● **Supplied text**
# P5QC+E8400==> overclock busmemory to 1600



## soroshgh (Dec 29, 2014)

hello , i have an big problem and i need your help.
i have P5QC and E8400 but i bought 2*ddr3 1600 corsair,
please help me how to over clock the bus memory 1333 to 1600!!!
please tell me by details.
thanks


----------



## greenbrucelee (Apr 24, 2007)

*Re: ASUS P5KC and DDR3 ram*

you go into your BIOS find the DRAM speed and select 1600 although the fsb speed of the cpu is 1333 so you may not be able to. and please dont hijkack someone else thread. start your own


----------



## soroshgh (Dec 29, 2014)

HELLO EVERYONE
i have a big problem in use corsair 1600bus, because my MB is P5QC that for use of this memory i have to overclock memorybus to 1600.
so far i have not done it!!!!
PLEASE one who did it and get answer help me.
thanks in advance


----------



## greenbrucelee (Apr 24, 2007)

I gave you the answer above.

Again. go into your BIOS and select the DRAM speed and set it to 1600 although you may not be able to since your bus speed is set to 1333 because of the cpu you are using.


----------



## jbmcmillan (Oct 3, 2002)

Little bit of a thread necro but the P5Q you could set it to 1600 pretty easily with the Dram ratio (divider).I had mine locked at 1600 when I owned a similar board and cpu. Most boards will default to 1333 when first booting to avoid any boot issues when first installing ram.


----------

● **Provided information**

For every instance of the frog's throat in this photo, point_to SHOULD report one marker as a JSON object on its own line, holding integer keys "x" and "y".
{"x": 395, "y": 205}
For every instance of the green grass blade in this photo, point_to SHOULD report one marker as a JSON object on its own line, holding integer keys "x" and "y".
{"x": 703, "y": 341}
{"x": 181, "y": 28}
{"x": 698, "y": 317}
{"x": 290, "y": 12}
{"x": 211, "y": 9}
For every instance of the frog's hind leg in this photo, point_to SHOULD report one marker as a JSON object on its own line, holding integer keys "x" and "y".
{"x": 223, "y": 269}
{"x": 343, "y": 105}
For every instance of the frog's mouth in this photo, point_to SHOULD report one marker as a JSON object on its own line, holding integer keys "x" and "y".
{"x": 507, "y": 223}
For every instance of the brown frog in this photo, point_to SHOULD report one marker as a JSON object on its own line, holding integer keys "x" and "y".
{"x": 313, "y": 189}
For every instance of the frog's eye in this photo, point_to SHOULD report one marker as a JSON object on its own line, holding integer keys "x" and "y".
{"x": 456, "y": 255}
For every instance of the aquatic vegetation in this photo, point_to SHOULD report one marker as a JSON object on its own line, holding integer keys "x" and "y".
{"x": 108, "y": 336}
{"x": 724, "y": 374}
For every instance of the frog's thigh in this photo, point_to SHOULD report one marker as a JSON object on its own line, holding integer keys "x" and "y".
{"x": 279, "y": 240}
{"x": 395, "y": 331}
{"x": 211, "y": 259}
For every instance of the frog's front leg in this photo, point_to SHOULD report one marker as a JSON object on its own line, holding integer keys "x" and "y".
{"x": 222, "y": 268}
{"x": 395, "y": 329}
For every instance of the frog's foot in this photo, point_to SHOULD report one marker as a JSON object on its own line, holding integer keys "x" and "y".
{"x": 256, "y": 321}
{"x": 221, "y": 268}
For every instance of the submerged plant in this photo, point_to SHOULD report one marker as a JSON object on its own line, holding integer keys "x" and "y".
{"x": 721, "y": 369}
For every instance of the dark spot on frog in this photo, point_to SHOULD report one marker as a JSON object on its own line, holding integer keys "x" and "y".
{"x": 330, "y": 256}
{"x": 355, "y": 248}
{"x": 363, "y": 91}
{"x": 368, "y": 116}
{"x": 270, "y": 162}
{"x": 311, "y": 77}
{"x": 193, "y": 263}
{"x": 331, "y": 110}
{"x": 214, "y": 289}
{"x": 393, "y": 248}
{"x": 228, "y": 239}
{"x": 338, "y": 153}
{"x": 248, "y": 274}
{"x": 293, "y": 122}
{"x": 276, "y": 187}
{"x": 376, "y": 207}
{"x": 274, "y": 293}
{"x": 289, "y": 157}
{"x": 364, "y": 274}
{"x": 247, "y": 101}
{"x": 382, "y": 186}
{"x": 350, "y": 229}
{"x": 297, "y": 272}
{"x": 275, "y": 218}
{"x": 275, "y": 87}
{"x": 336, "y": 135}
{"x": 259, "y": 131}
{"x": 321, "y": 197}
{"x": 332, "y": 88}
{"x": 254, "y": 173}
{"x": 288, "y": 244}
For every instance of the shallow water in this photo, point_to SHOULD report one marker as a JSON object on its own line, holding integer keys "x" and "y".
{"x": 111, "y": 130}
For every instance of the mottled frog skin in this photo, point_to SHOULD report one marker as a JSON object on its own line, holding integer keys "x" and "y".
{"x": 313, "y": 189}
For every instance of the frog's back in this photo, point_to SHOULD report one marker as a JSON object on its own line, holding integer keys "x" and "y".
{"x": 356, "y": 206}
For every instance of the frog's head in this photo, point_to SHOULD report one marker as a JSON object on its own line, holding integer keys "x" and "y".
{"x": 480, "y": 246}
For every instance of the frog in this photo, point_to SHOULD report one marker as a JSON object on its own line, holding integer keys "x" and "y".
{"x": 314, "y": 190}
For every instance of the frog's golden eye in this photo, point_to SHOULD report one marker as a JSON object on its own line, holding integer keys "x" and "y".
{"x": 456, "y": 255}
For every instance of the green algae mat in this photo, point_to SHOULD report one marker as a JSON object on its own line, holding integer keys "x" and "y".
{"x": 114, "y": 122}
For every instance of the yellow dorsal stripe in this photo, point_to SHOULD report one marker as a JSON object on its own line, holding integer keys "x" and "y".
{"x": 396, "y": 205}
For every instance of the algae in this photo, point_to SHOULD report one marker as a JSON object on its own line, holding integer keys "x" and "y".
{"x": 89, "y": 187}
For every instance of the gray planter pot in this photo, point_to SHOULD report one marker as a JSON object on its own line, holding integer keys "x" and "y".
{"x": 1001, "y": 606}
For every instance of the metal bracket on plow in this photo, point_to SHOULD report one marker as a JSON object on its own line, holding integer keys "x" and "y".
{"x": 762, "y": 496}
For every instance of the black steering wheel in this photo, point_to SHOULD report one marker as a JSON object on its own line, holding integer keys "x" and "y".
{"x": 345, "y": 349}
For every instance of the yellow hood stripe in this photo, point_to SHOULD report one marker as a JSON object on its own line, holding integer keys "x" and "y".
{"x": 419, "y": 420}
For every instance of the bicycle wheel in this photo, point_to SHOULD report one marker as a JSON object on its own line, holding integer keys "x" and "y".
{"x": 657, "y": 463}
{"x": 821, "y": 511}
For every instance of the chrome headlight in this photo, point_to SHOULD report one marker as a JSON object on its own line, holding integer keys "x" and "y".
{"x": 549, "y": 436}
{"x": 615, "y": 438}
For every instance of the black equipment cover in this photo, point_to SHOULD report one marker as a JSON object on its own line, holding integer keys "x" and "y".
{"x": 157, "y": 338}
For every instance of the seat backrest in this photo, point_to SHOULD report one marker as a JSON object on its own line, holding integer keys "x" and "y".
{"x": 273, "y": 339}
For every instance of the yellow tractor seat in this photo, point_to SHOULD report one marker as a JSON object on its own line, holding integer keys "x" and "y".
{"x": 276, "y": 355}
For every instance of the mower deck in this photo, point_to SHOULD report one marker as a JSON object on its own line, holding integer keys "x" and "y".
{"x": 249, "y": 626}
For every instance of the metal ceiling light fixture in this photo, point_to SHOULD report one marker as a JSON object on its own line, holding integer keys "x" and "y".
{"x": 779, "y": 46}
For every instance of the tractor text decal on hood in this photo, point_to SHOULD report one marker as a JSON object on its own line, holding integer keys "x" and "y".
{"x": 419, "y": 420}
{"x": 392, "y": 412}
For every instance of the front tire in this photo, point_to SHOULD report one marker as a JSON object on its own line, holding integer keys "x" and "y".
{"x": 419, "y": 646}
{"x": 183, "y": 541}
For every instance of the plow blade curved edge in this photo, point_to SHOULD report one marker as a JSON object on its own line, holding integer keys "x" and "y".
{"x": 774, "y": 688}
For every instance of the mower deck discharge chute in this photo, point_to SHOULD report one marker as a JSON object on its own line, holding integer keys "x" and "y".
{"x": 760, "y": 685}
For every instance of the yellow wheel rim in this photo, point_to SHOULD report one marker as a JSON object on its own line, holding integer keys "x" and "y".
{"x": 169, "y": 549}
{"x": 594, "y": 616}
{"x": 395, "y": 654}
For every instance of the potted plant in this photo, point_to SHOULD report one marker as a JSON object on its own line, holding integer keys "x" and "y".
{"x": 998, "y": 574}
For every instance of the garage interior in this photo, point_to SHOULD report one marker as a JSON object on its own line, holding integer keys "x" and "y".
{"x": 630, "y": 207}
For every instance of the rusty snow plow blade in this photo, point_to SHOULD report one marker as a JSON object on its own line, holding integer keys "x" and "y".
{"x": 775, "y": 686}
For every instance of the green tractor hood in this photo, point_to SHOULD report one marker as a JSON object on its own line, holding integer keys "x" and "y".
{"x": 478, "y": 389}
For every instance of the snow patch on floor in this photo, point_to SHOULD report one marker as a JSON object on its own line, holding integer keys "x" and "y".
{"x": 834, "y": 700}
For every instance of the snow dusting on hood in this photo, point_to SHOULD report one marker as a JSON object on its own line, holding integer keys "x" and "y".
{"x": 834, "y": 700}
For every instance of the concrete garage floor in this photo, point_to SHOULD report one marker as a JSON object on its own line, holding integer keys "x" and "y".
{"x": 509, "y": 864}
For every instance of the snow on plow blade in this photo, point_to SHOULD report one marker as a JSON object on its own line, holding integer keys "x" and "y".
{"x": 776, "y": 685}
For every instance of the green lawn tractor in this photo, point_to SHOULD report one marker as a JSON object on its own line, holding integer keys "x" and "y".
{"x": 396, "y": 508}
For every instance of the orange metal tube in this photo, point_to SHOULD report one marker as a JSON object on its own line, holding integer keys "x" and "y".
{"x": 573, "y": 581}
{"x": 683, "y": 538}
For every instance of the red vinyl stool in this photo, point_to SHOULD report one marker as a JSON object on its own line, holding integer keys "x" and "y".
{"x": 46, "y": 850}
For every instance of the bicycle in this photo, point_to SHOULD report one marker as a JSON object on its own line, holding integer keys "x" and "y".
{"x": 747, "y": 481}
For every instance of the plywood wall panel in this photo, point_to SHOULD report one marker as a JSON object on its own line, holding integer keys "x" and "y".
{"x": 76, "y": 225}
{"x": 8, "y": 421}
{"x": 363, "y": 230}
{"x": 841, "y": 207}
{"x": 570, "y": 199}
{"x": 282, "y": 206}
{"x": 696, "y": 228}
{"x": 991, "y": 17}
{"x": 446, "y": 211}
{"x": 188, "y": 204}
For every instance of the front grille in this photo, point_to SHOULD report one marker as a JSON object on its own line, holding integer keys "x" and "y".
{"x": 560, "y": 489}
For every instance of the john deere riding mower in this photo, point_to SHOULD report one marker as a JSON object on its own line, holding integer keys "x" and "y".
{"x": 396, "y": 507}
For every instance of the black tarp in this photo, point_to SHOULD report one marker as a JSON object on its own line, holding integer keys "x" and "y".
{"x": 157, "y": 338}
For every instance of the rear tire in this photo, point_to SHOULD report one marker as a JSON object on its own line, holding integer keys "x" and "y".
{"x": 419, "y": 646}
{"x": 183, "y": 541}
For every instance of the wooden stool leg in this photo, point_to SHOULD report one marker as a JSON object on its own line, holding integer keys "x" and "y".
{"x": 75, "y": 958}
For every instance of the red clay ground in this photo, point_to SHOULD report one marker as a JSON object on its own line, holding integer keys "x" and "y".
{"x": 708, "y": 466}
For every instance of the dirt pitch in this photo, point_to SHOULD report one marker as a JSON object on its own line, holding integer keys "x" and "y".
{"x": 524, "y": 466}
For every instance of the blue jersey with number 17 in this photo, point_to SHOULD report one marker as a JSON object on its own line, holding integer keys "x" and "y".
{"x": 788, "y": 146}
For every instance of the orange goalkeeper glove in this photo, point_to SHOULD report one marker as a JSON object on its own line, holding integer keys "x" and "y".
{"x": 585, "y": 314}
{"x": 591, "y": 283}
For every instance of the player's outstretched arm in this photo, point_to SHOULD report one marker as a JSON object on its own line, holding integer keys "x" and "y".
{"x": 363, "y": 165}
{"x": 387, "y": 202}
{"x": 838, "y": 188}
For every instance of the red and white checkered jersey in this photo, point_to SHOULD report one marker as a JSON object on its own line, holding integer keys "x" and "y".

● **What you are asked to do**
In the thread about overclocking memory on the P5QC, which setting did jbmcmillan say lets the P5Q run memory at 1600?

● **Output of the task**
The DRAM ratio (divider).